● TASK INSTRUCTIONS
• A. In the Kathy Pruitt forum thread, which issue number and page of Decline carry the picture that rallyfox mentions?
• B. Write out the stretch of the Kathy Pruitt forum thread from "Get your own" through "(Jan 27, 2006)".
• C. Write the next part of the Kathy Pruitt forum thread, starting after its last post.

● DOCUMENT TEXT
------------------------------------------------------------------------

# KP is freakin HOT



## rallyfox (Jul 21, 2005)

Seriously, the newest issue of Decline, issue #34, the Jamaican article, page 44. There is that picture of Kathy Pruitt from about the shoulders up, she has got to be one of the hottest downhill chicks around. :thumbsup: :thumbsup: :thumbsup: :thumbsup: 

AND a National champ to boot. Could you ask for anything more?


----------



## Godzilla (Mar 31, 2005)

rallyfox said:


> Seriously, the newest issue of Decline, issue #34, the Jamaican article, page 44. There is that picture of Kathy Pruitt from about the shoulders up, she has got to be one of the hottest downhill chicks around. :thumbsup: :thumbsup: :thumbsup: :thumbsup:
> 
> AND a National champ to boot. Could you ask for anything more?


That's funny - that picture caught my eye too. I'd have to agree with you.


----------



## venom600 (Jul 10, 2006)

Yep, I noticed it too.

So hot.........want to touch tha heinie.....


----------



## f0ggy (Jul 5, 2006)

post pictures please, my decline hasnt come yet, I subscribed last month.....waitng...


----------



## Jerk_Chicken (Oct 13, 2005)

Eh, not worth looking at in that way.

Niki Gudex is still the hottest mtb will ever see.


----------



## Jerk_Chicken (Oct 13, 2005)

Eh, not worth looking at in that way.

Niki Gudex is still the hottest mtb will ever see.


----------



## rallyfox (Jul 21, 2005)

Jerk_Chicken said:


> Eh, not worth looking at in that way.
> 
> Niki Gudex is still the hottest mtb will ever see.


Get your own thread!

I don't see niki gudex in Decline, and how much downhilling is she doing anyway?? KP is way hotter and she rides and races regularly, was even up at Fontana the other weekend.


----------



## tacubaya (Jan 27, 2006)

This thread is worthless without pics


----------



## paintballeerXC (Jun 9, 2005)

tacubaya said:


> This thread is worthless without pics


yep, especially when its about how hot a chick is


----------



## Cru Jones (Aug 10, 2006)

You guys can have the DH chicks. I'll stick with the pole vaulters...


----------



## kidwoo (Aug 11, 2004)

I got the pole if she's got the vault.


----------



## cactuscorn (Feb 5, 2004)

got a chance to meet and hang out with kathy in big bear way back when. shes a stunner for sure but, damn! what a totally cool lady! so shes still racin huh. doesnt surprise me. i think she dug it as much as anyone ever has. doesnt hurt that she was very good.

------------------------------------------------------------------------

● DATA EXCERPT
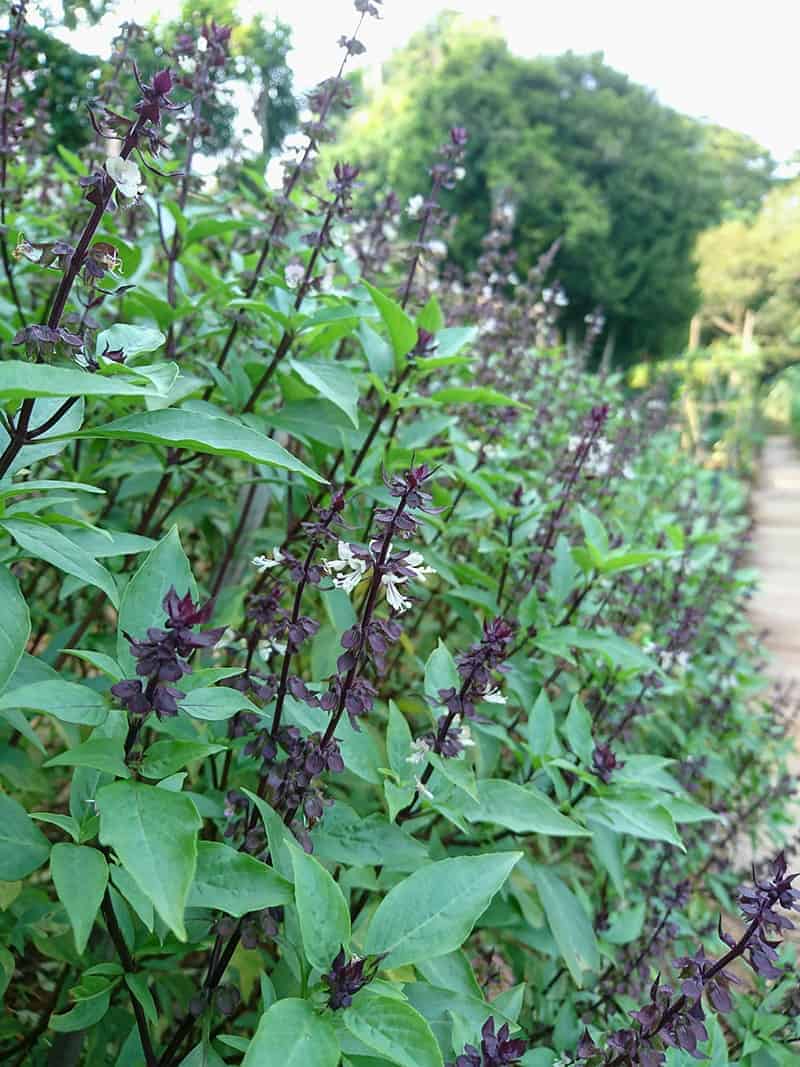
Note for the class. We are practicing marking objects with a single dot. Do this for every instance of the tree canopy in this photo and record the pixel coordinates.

------------------------------------------------------------------------

● ANSWERS
• A. Issue #34, page 44.

• B.
Get your own thread!

I don't see niki gudex in Decline, and how much downhilling is she doing anyway?? KP is way hotter and she rides and races regularly, was even up at Fontana the other weekend.


----------



## tacubaya (Jan 27, 2006)

• C.
----------



## coma13 (Sep 3, 2005)

the picture of me in that issue wearing the smallest t-shirt i could possibly find is way hotter...


----------



## Jerk_Chicken (Oct 13, 2005)

Dude, that's Danzig in your avatar.

Saw Celtic Frost and Type O last week over two days...


----------



## kidwoo (Aug 11, 2004)

Jerk_Chicken said:


> Dude, that's Danzig in your avatar.


Best thing about taking a pic of danzig at eye level is that you don't need a tripod.

Just set the camera on the ground.


----------



## Jerk_Chicken (Oct 13, 2005)

kidwoo said:


> Best thing about taking a pic of danzig at eye level is that you don't need a tripod.
> 
> Just set the camera on the ground.


 nnnnnnnn


----------



## dogonfr (Jan 6, 2005)

Kathy is a awesome person & very sweet :drumroll:


----------



## GETSTUPID (Feb 10, 2007)

I think I just became a fan of track and field!


----------



## ebxtreme (Jan 6, 2004)

GETSTUPID said:


> I think I just became a fan of track and field!


Me too. Damn, when are the Pan Am games again??


----------



## SHIVER ME TIMBERS (Jan 12, 2004)

Jerk_Chicken said:


> Eh
> Niki Gudex is still the hottest mtb will ever see.


very true


----------



## Secace (Sep 8, 2004)

I third that vote. What country does she represent? I want to gain citizenship!


----------



## acronym (Apr 21, 2007)

Cru Jones said:


> You guys can have the DH chicks. I'll stick with the pole vaulters...


damn!!!!!!


----------



## tuumbaq (Oct 6, 2005)

here's a picture taken from the same trip(Decline website)..


----------



## coma13 (Sep 3, 2005)

kidwoo said:


> Best thing about taking a pic of danzig at eye level is that you don't need a tripod.
> 
> Just set the camera on the ground.


Of all the people to make fun of Danzig's height..... this has to be the most ironic.


----------



## macrider (Jan 30, 2004)

Cru Jones said:


> You guys can have the DH chicks. I'll stick with the pole vaulters...


Jesus Cru, they don't allow coolers full of beer at track and field events - how did you end up finding her?

She is all that though....like a good dirt jump, perfect takeoff AND landing....

btw - what is her name so I can stalk, I mean follow her career?


----------



## X-Vert (Jan 22, 2004)

Niki is purely hotter but KP isn't too bad herself. She used my tool (multi) once.


----------



## downhillross13 (Jun 21, 2006)

worthless w/o pics

until i see the shot, im gonna have to say that eric's decline pic is WAYY hotter


----------



## captain spaulding (May 7, 2006)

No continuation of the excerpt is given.